Some records
┏━━

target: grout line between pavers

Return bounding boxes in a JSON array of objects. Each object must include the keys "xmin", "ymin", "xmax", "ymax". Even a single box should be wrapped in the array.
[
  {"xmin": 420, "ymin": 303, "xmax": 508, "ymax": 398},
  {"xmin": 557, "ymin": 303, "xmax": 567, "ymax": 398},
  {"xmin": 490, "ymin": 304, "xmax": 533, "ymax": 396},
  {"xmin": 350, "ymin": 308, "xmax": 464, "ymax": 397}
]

┗━━

▶ [Short task]: Reproduce the records above verbatim, line for line.

▶ [Exercise response]:
target: grout line between pavers

Return bounding boxes in a JSON array of objects. Each object must include the keys "xmin", "ymin", "xmax", "ymax". Even a single box should be wrapped in the array.
[
  {"xmin": 420, "ymin": 303, "xmax": 508, "ymax": 398},
  {"xmin": 557, "ymin": 303, "xmax": 567, "ymax": 398},
  {"xmin": 490, "ymin": 304, "xmax": 533, "ymax": 396},
  {"xmin": 350, "ymin": 308, "xmax": 464, "ymax": 397}
]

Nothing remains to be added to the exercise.